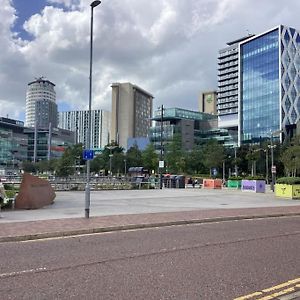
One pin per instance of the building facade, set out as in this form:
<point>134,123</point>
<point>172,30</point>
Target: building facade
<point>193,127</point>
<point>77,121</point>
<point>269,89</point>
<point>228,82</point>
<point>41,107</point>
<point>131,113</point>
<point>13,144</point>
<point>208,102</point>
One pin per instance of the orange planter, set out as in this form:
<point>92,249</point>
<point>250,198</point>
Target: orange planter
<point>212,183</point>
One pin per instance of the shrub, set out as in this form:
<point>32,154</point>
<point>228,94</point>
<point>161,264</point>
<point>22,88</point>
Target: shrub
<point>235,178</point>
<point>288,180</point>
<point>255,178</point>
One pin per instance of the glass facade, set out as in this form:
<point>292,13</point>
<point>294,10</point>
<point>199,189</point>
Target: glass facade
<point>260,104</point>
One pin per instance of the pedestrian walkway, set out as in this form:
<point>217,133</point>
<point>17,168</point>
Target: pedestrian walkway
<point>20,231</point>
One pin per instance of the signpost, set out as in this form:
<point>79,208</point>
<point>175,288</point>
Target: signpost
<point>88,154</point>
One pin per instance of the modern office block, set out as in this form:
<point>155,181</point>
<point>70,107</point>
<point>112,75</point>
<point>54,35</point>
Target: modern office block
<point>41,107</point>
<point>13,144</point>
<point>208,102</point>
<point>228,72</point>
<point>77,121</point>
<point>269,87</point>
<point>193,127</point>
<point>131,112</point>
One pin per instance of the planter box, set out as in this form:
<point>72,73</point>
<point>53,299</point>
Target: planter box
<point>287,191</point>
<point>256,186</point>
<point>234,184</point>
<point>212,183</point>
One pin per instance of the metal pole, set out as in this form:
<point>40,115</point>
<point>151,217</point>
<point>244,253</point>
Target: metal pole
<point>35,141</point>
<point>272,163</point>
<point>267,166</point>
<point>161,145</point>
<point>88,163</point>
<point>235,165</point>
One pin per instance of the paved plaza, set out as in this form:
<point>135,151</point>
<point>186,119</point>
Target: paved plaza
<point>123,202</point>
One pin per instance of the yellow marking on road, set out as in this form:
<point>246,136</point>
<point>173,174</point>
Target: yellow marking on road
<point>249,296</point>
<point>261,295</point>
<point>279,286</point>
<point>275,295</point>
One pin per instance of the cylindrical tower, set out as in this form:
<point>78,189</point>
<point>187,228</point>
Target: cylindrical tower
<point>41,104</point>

____________

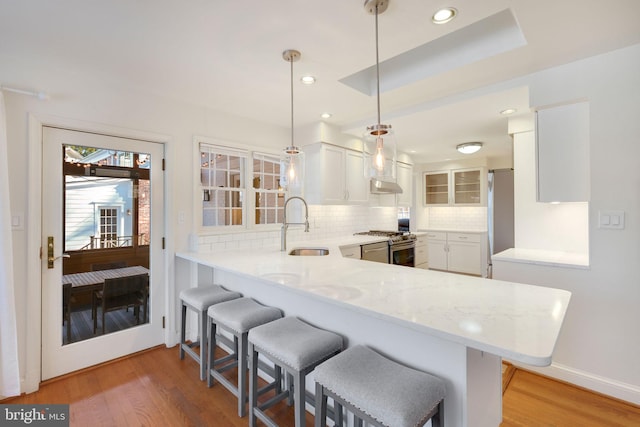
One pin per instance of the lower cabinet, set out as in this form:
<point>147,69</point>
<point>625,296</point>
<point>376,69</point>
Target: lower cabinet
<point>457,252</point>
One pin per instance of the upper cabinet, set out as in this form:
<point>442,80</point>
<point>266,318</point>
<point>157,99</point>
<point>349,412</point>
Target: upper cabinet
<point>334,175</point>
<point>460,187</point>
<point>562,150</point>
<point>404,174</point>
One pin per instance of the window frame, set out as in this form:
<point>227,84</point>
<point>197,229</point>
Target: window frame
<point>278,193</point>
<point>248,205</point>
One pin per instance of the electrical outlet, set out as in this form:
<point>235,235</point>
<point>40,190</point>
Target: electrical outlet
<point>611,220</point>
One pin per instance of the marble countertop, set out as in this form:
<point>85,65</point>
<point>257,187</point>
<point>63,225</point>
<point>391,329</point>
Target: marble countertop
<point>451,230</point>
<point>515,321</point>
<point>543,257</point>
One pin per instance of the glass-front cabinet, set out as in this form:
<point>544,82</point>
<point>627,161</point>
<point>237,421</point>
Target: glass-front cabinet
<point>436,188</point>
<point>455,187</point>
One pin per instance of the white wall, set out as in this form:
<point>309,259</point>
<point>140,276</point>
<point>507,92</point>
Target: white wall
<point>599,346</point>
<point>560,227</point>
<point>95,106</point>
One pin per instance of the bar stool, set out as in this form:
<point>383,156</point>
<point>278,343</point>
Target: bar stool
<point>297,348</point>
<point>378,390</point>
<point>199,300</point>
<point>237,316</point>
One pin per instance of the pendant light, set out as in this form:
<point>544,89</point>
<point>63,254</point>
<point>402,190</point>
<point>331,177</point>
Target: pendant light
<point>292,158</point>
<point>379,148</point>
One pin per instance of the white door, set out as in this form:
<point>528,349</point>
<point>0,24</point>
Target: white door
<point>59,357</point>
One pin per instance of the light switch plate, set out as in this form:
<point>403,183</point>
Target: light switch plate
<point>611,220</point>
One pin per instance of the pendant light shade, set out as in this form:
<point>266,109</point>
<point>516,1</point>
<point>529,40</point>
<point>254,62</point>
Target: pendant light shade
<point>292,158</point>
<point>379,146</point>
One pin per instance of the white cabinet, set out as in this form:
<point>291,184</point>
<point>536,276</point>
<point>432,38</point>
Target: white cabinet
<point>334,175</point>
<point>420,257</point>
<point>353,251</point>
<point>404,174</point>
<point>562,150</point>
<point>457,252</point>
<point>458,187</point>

____________

Can you set out the stretch of data from the line containing "One pin per instance of the paved" through the line containing "<point>123,202</point>" as a Markdown table with a Row column numbering each line and a Text column holding it, leaving out any blank lines and nothing beyond that stretch?

| Row | Text |
|---|---|
| 1 | One pin per instance of the paved plaza, set out as in this form: |
| 2 | <point>135,151</point> |
| 3 | <point>186,119</point> |
| 4 | Target: paved plaza |
| 5 | <point>123,202</point> |